======== Trecho da fonte

Antes de tudo, portanto, cumpria aos aliados cuidar ativamente de preparar elementos suficientes para reprimir a sanha do inimigo. Felizmente, em tão grave conjuntura, os três governos contaram com o patriotismo inflamado dos respectivos povos, afrontados nos seus brios. No Brasil, por toda a parte, se levantavam legiões de voluntários. Em todas as províncias do sul, a guarda nacional foi chamada às armas, enquanto se fabricavam munições de guerra em nossos arsenais e até se construíam navios, para reforço da esquadra. Assim foi que, em pouco tempo, as forças aliadas tinham-se multiplicado, deixando pronto para a campanha, um exército de cerca de quarenta mil homens, concentrados em Concórdia, São Borja, Itaqui, Uruguaiana, Paissandu e em outros pontos do Rio Uruguai.

Com a invasão da República Argentina, Lopez deixava perceber todo o seu plano. Tendo-se assenhoreado de todo o norte da província de Corrientes, ali assentara a sua base de operações contra os seus três inimigos e, principalmente, contra o Brasil. Pisando em território da Confederação, o ditador levava, ainda, a esperança de chamar a si as simpatias das populações e o apoio dos caudilhos, alguns dos quais não lhe desmentiram, aliás, essas esperanças, atestando que ali, mais que o sentimento da pátria, alguns corações eram movidos pela paixão política. Porém, ao esperar, na província de Corrientes, pelo efeito calculado de seu golpe de força, o ditador comprometia todo o êxito de seus projetos. O primeiro pensamento dos aliados foi o de privar os paraguaios das vantagens que obtiveram com a ocupação de Corrientes.

As avançadas de Lopez haviam descido o rio Paraná até Bela Vista, estabelecendo centro de ação junto às bocas do Riachuelo. Então, o general Paunero, à frente de dois mil correntinos, vai atacar os paraguaios em Corrientes. Frustrando ardis tramados pelo inimigo, Paunero embarca as suas forças e, na manhã de 25 de maio de 1865, a esquadra brasileira estabelece o bloqueio de Corrientes, enquanto Paunero desembarca com cerca de mil homens, apoderando-se da praça. Mas os paraguaios, retrocedendo a Bela Vista, obrigaram o general argentino a abandonar a cidade. Aquela investida, que fora apenas um ato de hostilidade, sem vantagens para os aliados, serviu de aviso a López e o ditador compreendeu que era preciso mover-se.

================

Solicitação escrita A
Reescreva em forma de lista, de modo mais conciso e preservando os fatos principais, o parágrafo do trecho sobre a guerra contra Lopez que se inicia com "As avançadas de Lopez".

======== Registros do exercício

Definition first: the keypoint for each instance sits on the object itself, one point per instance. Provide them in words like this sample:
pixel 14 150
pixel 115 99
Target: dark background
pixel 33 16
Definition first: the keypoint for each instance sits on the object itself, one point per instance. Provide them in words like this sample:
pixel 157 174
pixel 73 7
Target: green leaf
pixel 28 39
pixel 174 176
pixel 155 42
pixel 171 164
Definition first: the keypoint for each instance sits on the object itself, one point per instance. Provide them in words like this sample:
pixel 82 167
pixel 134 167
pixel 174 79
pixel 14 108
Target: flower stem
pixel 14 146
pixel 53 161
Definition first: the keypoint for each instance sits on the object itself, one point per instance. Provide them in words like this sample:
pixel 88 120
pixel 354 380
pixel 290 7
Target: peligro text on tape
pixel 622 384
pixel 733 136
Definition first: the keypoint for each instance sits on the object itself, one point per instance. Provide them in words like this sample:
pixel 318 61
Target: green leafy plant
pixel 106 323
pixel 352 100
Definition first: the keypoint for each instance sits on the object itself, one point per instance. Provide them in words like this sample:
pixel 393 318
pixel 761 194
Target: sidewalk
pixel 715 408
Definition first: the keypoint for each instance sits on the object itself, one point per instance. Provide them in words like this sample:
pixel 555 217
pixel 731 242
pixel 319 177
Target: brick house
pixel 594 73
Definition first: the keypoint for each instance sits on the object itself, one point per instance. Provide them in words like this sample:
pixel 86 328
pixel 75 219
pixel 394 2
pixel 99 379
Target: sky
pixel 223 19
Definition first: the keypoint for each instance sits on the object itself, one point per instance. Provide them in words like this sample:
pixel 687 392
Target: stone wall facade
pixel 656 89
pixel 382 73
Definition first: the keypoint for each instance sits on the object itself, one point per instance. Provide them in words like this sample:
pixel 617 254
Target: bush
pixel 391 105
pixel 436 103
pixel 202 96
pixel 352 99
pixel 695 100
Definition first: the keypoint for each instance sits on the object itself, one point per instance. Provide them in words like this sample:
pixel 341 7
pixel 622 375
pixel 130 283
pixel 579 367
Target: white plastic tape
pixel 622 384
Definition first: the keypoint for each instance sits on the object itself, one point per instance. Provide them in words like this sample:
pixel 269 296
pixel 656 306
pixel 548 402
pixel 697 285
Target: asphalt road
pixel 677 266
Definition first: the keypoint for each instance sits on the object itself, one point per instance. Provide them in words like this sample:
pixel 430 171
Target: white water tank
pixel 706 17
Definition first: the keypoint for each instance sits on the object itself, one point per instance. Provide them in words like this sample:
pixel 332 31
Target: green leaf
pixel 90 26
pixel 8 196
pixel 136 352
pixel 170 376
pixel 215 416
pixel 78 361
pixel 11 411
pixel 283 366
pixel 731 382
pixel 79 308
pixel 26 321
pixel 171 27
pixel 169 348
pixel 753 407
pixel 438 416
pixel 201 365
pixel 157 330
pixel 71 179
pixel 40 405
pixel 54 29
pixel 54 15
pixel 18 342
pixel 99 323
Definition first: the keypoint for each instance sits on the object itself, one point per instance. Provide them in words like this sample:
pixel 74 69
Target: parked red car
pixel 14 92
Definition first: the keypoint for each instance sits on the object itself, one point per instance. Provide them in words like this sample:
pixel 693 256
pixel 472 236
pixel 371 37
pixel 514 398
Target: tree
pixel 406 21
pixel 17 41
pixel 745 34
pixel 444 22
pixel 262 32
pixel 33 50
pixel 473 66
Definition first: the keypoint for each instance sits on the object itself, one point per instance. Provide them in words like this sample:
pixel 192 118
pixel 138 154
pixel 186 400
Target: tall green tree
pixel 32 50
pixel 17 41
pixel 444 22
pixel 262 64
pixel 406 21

================

Solicitação escrita B
Converta em lista numerada tudo o que vai do início dos registros até a linha que contém "pixel 352 100", inclusive, omitindo as linhas em branco.

Resultado final A
- As avançadas de Lopez desceram o rio Paraná até Bela Vista e estabeleceram um centro de ação junto às bocas do Riachuelo.
- O general Paunero, à frente de dois mil correntinos, partiu para atacar os paraguaios em Corrientes.
- Após frustrar ardis tramados pelo inimigo, Paunero embarcou as suas forças.
- Na manhã de 25 de maio de 1865, a esquadra brasileira estabeleceu o bloqueio de Corrientes, enquanto Paunero desembarcou com cerca de mil homens e se apoderou da praça.
- Os paraguaios, ao retrocederem a Bela Vista, obrigaram o general argentino a abandonar a cidade.
- A investida, mero ato de hostilidade sem vantagens para os aliados, serviu de aviso a López, que compreendeu ser preciso mover-se.

Resultado final B
1. Definition first: the keypoint for each instance sits on the object itself, one point per instance. Provide them in words like this sample:
2. pixel 14 150
3. pixel 115 99
4. Target: dark background
5. pixel 33 16
6. Definition first: the keypoint for each instance sits on the object itself, one point per instance. Provide them in words like this sample:
7. pixel 157 174
8. pixel 73 7
9. Target: green leaf
10. pixel 28 39
11. pixel 174 176
12. pixel 155 42
13. pixel 171 164
14. Definition first: the keypoint for each instance sits on the object itself, one point per instance. Provide them in words like this sample:
15. pixel 82 167
16. pixel 134 167
17. pixel 174 79
18. pixel 14 108
19. Target: flower stem
20. pixel 14 146
21. pixel 53 161
22. Definition first: the keypoint for each instance sits on the object itself, one point per instance. Provide them in words like this sample:
23. pixel 88 120
24. pixel 354 380
25. pixel 290 7
26. Target: peligro text on tape
27. pixel 622 384
28. pixel 733 136
29. Definition first: the keypoint for each instance sits on the object itself, one point per instance. Provide them in words like this sample:
30. pixel 318 61
31. Target: green leafy plant
32. pixel 106 323
33. pixel 352 100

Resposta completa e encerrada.